* Begin SUPPLIED DATA *

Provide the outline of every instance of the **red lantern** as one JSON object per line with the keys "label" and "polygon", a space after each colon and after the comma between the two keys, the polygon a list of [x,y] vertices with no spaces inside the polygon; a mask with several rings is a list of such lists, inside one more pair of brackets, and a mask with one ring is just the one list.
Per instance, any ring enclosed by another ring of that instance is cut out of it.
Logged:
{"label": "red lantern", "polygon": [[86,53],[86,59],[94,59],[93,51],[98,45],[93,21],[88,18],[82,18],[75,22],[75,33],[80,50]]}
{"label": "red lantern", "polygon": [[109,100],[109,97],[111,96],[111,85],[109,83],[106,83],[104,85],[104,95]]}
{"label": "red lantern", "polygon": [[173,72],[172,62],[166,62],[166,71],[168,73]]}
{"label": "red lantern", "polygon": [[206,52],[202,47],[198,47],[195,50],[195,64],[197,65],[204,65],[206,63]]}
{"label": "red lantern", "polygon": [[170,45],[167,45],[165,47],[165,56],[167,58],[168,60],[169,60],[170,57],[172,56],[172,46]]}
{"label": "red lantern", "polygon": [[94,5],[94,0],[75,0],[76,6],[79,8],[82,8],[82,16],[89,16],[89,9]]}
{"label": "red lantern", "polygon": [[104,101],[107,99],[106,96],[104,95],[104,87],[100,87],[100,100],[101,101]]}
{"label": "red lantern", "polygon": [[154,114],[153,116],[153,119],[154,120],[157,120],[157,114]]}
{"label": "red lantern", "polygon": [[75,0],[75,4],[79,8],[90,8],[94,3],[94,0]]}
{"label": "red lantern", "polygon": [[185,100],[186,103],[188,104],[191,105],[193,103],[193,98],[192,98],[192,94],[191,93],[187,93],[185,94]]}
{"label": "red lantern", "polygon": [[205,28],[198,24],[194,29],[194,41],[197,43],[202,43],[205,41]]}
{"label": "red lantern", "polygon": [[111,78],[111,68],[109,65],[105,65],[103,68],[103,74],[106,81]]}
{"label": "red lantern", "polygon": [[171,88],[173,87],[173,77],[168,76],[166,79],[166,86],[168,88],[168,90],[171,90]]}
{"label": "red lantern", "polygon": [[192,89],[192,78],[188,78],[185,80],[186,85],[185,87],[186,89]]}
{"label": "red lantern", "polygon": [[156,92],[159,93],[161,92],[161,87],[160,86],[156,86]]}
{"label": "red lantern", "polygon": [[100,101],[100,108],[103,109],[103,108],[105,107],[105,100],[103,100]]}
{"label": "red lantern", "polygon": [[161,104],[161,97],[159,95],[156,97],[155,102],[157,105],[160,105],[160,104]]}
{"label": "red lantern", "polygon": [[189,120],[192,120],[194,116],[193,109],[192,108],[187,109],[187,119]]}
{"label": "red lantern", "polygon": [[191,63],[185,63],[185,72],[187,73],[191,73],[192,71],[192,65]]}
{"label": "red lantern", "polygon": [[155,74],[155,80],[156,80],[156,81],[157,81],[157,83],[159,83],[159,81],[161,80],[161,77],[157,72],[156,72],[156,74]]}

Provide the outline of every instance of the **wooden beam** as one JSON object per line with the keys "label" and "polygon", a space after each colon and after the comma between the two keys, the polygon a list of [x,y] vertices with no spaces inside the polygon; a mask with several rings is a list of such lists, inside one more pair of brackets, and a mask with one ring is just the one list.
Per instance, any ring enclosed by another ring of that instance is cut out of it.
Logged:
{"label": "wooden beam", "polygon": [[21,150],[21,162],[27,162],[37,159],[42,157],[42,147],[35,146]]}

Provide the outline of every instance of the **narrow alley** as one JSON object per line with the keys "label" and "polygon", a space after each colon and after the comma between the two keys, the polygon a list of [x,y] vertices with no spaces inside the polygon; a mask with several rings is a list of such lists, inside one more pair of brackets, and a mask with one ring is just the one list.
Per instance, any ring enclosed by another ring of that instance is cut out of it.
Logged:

* End SUPPLIED DATA *

[SHORT PROBLEM]:
Please reproduce every line of the material word for word.

[COMPLETE OUTPUT]:
Provide the outline of every instance of the **red lantern** as one JSON object per line with the keys "label" and "polygon", a space after each colon and after the comma between the two keys, the polygon a list of [x,y] vertices with no spaces inside the polygon; a mask with several rings is a list of such lists, inside one more pair of brackets, and a mask with one ring is just the one list.
Per instance, any ring enclosed by another ring of that instance is cut out of it.
Logged:
{"label": "red lantern", "polygon": [[86,53],[86,59],[94,59],[93,51],[98,45],[93,21],[88,18],[82,18],[75,22],[75,33],[80,50]]}
{"label": "red lantern", "polygon": [[109,100],[109,97],[111,96],[111,85],[109,83],[106,83],[104,85],[104,95]]}
{"label": "red lantern", "polygon": [[173,72],[172,62],[166,62],[166,71],[168,73]]}
{"label": "red lantern", "polygon": [[206,52],[202,47],[198,47],[195,50],[195,64],[197,65],[204,65],[206,63]]}
{"label": "red lantern", "polygon": [[170,45],[167,45],[165,47],[165,56],[167,58],[168,60],[169,60],[170,57],[172,56],[172,46]]}
{"label": "red lantern", "polygon": [[94,5],[94,0],[75,0],[76,6],[79,8],[82,8],[82,16],[89,16],[89,9]]}
{"label": "red lantern", "polygon": [[104,101],[107,99],[106,96],[104,95],[104,87],[100,87],[100,100],[101,101]]}
{"label": "red lantern", "polygon": [[154,114],[153,116],[153,119],[154,120],[157,120],[157,114]]}
{"label": "red lantern", "polygon": [[75,0],[75,4],[79,8],[90,8],[94,3],[94,0]]}
{"label": "red lantern", "polygon": [[185,100],[186,103],[188,104],[191,105],[193,103],[193,98],[192,98],[192,94],[191,93],[187,93],[185,94]]}
{"label": "red lantern", "polygon": [[205,28],[198,24],[194,29],[194,41],[197,43],[202,43],[205,41]]}
{"label": "red lantern", "polygon": [[111,78],[111,68],[109,65],[105,65],[103,68],[103,74],[106,81]]}
{"label": "red lantern", "polygon": [[171,88],[173,87],[173,77],[168,76],[166,79],[166,86],[168,88],[168,90],[171,90]]}
{"label": "red lantern", "polygon": [[192,89],[192,78],[188,78],[185,80],[186,85],[185,87],[186,89]]}
{"label": "red lantern", "polygon": [[156,92],[159,93],[161,92],[161,87],[160,86],[156,86]]}
{"label": "red lantern", "polygon": [[100,101],[100,108],[103,109],[103,108],[105,107],[105,100],[103,100]]}
{"label": "red lantern", "polygon": [[161,104],[161,97],[159,95],[156,97],[155,102],[157,105],[160,105],[160,104]]}
{"label": "red lantern", "polygon": [[189,120],[192,120],[194,116],[193,109],[192,108],[187,109],[187,119]]}
{"label": "red lantern", "polygon": [[191,63],[185,63],[185,72],[187,73],[191,73],[192,71],[192,65]]}
{"label": "red lantern", "polygon": [[155,74],[155,80],[156,80],[156,81],[157,81],[157,83],[159,83],[159,81],[161,80],[161,77],[157,72],[156,72],[156,74]]}

Provide the outline of every instance of the **wooden beam** as one JSON object per line with the keys "label" and "polygon", a space after each colon and after the comma between the two keys, the polygon a list of [x,y] vertices with no spaces inside the polygon; a mask with several rings is a list of such lists, inside one more pair of brackets, and a mask with one ring is just the one list.
Per instance, any ring enclosed by another ring of that instance is cut out of it.
Logged:
{"label": "wooden beam", "polygon": [[21,150],[21,162],[27,162],[37,159],[42,157],[42,147],[35,146]]}

Provide the outline of every instance of the **narrow alley** as one JSON object per line with the keys "label" and "polygon", a space after each colon and after the comma between the two keys, the polygon a list of [x,y] vertices with no spaces inside the polygon; a mask with several rings is a list of such lists, inside one more pair of brackets, and a mask with one ring is just the one list.
Per instance, any ring enclosed by another ring of that instance is cut out of it.
Logged:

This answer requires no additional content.